English questions

Started by
9 comments, last by Kylotan 18 years, 10 months ago
In building alpha (please contact me if you want to join), i've got a few little problems. i need to recognise and differentiate between, statements, questions, and comments. Statements are just that 'the sky is blue' Questions are 'what colour is the sky' comments are 'hi' The reson why, is that for statements, they need to be recorded 'specially' The questions don't need to be remembered, and the comments should be shoved in a seperate 'bin'. Can anyone help me on this? From, Nice coder
Click here to patch the mozilla IDN exploit, or click Here then type in Network.enableidn and set its value to false. Restart the browser for the patches to work.
Advertisement
No punctuation? In that case, you can't distinguish between "The sky is blue." and "The sky is blue?" But, putting that aside... Most questions will feature a 'wh-' word (who, what, where, when, why, or how) followed by a verb, and then a noun phrase describing the object of the question. Some other questions are merely affirmative statements re-ordered ("Was I awake?" contains the same words as "I was awake.") and some are tag-questions (eg. "Kylotan is great, isn't he?") which are affirmative statements with a contradictory tag appended.

## Entries shown:

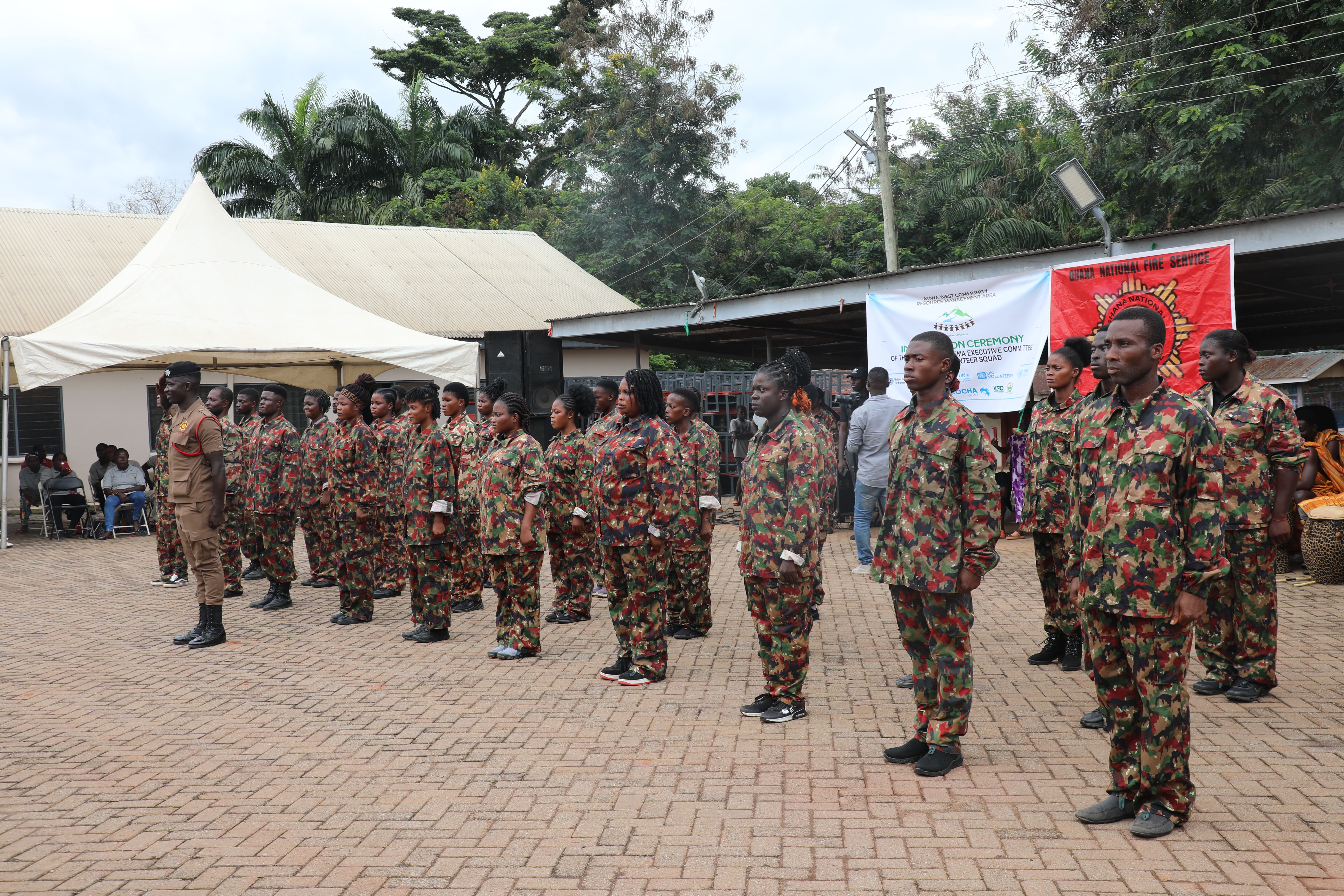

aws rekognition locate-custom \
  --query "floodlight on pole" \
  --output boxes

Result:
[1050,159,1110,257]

--

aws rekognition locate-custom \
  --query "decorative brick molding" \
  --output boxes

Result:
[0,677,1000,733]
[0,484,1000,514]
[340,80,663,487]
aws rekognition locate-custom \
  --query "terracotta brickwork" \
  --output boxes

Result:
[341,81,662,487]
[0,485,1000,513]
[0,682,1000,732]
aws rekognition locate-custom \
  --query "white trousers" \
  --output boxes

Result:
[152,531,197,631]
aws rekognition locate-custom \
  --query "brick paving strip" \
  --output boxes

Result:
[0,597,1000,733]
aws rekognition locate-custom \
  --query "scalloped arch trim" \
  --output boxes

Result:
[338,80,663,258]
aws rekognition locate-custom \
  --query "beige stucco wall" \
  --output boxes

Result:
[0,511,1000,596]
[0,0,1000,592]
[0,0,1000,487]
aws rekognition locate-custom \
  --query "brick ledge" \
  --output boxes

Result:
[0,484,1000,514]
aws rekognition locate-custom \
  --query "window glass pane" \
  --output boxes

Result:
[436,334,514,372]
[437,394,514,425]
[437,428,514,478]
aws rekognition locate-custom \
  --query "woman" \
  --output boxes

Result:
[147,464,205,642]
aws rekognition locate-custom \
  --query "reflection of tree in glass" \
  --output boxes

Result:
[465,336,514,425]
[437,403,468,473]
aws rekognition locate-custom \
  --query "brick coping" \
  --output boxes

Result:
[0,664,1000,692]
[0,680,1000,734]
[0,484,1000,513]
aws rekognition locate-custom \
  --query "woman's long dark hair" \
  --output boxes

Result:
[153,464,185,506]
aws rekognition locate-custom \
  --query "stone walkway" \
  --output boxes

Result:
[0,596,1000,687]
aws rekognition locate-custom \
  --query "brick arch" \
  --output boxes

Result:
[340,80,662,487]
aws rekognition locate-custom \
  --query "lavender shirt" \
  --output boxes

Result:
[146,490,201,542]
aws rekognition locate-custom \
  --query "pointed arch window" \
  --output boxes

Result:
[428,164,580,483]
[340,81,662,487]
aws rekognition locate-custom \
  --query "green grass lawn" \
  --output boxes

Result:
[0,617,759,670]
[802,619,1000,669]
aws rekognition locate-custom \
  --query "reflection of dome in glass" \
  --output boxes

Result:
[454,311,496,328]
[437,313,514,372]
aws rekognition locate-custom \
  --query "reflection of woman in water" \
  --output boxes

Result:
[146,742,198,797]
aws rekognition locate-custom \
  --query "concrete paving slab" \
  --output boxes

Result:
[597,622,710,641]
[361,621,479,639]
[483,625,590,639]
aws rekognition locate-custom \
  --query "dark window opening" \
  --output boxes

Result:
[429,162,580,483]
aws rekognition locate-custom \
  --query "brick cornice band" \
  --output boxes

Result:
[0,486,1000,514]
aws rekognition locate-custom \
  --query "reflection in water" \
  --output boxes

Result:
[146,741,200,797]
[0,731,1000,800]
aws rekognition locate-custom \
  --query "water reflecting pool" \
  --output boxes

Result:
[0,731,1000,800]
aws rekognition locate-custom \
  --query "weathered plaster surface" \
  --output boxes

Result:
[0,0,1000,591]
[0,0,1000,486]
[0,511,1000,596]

## Requests:
[1] In the forum thread, what should be done with comments?
[2] Repeat the part of the forum thread starting with "English questions" and going on through "patches to work.".

## Solution list:
[1] They should be shoved in a separate "bin."

[2]
English questions

Started by
9 comments, last by Kylotan 18 years, 10 months ago
In building alpha (please contact me if you want to join), i've got a few little problems. i need to recognise and differentiate between, statements, questions, and comments. Statements are just that 'the sky is blue' Questions are 'what colour is the sky' comments are 'hi' The reson why, is that for statements, they need to be recorded 'specially' The questions don't need to be remembered, and the comments should be shoved in a seperate 'bin'. Can anyone help me on this? From, Nice coder
Click here to patch the mozilla IDN exploit, or click Here then type in Network.enableidn and set its value to false. Restart the browser for the patches to work.